** Reading passage **
┄┄┄┄┄┄┄┄┄┄┄┄┄┄┄┄┄┄┄┄
[BUG] Flink pulsar source upgrade from 1.13.1.4 to 1.13.6.2 fails
nikolasten opened this issue · 1 comments
Flink pulsar source upgrade from 1.13.1.4 to 1.13.6.2 fails
When upgrading flink pipeline that was using 1.13.1.4 pulsar flink connector, more specifically org.apache.flink.streaming.connectors.pulsar.FlinkPulsarSource
to 1.13.6.2 pulsar flink connector, upgrade fails with error
java.lang.Exception: Exception while creating StreamOperatorStateContext.
at org.apache.flink.streaming.api.operators.StreamTaskStateInitializerImpl.streamOperatorStateContext(StreamTaskStateInitializerImpl.java:254)
at org.apache.flink.streaming.api.operators.AbstractStreamOperator.initializeState(AbstractStreamOperator.java:272)
at org.apache.flink.streaming.runtime.tasks.OperatorChain.initializeStateAndOpenOperators(OperatorChain.java:441)
at org.apache.flink.streaming.runtime.tasks.StreamTask.restoreGates(StreamTask.java:585)
at org.apache.flink.streaming.runtime.tasks.StreamTaskActionExecutor$SynchronizedStreamTaskActionExecutor.call(StreamTaskActionExecutor.java:100)
at org.apache.flink.streaming.runtime.tasks.StreamTask.executeRestore(StreamTask.java:565)
at org.apache.flink.streaming.runtime.tasks.StreamTask.runWithCleanUpOnFail(StreamTask.java:650)
at org.apache.flink.streaming.runtime.tasks.StreamTask.restore(StreamTask.java:540)
┄┄┄┄┄┄┄┄┄┄┄┄┄┄┄┄┄┄┄┄
** Aim of the exercise **
Reproduce the bug report above on the failed Flink Pulsar connector upgrade word for word, including every line of the stack trace.

** Supplied data **
┄┄┄┄┄┄┄┄┄┄┄┄┄┄┄┄┄┄┄┄
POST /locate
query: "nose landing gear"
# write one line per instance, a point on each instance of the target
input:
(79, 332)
┄┄┄┄┄┄┄┄┄┄┄┄┄┄┄┄┄┄┄┄
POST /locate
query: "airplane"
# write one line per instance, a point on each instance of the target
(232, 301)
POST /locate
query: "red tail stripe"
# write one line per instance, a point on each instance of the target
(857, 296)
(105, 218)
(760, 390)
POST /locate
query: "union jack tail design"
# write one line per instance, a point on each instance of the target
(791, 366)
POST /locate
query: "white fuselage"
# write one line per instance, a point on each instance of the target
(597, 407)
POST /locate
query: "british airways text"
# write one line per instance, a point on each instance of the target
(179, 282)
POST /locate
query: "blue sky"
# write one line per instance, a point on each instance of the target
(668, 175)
┄┄┄┄┄┄┄┄┄┄┄┄┄┄┄┄┄┄┄┄
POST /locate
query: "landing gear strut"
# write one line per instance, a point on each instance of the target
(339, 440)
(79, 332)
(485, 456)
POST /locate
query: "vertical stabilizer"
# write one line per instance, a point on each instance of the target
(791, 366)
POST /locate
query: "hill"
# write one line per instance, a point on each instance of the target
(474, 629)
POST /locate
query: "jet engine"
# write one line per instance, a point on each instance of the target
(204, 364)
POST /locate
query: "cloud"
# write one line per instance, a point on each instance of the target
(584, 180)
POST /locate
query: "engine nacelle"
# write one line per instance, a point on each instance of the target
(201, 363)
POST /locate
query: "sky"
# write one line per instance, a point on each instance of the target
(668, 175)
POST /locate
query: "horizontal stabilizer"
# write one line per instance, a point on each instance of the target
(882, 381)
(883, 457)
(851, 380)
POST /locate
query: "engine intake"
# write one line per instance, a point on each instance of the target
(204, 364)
┄┄┄┄┄┄┄┄┄┄┄┄┄┄┄┄┄┄┄┄
** Output of the task **
[BUG] Flink pulsar source upgrade from 1.13.1.4 to 1.13.6.2 fails
nikolasten opened this issue · 1 comments
Flink pulsar source upgrade from 1.13.1.4 to 1.13.6.2 fails
When upgrading flink pipeline that was using 1.13.1.4 pulsar flink connector, more specifically org.apache.flink.streaming.connectors.pulsar.FlinkPulsarSource
to 1.13.6.2 pulsar flink connector, upgrade fails with error
java.lang.Exception: Exception while creating StreamOperatorStateContext.
at org.apache.flink.streaming.api.operators.StreamTaskStateInitializerImpl.streamOperatorStateContext(StreamTaskStateInitializerImpl.java:254)
at org.apache.flink.streaming.api.operators.AbstractStreamOperator.initializeState(AbstractStreamOperator.java:272)
at org.apache.flink.streaming.runtime.tasks.OperatorChain.initializeStateAndOpenOperators(OperatorChain.java:441)
at org.apache.flink.streaming.runtime.tasks.StreamTask.restoreGates(StreamTask.java:585)
at org.apache.flink.streaming.runtime.tasks.StreamTaskActionExecutor$SynchronizedStreamTaskActionExecutor.call(StreamTaskActionExecutor.java:100)
at org.apache.flink.streaming.runtime.tasks.StreamTask.executeRestore(StreamTask.java:565)
at org.apache.flink.streaming.runtime.tasks.StreamTask.runWithCleanUpOnFail(StreamTask.java:650)
at org.apache.flink.streaming.runtime.tasks.StreamTask.restore(StreamTask.java:540)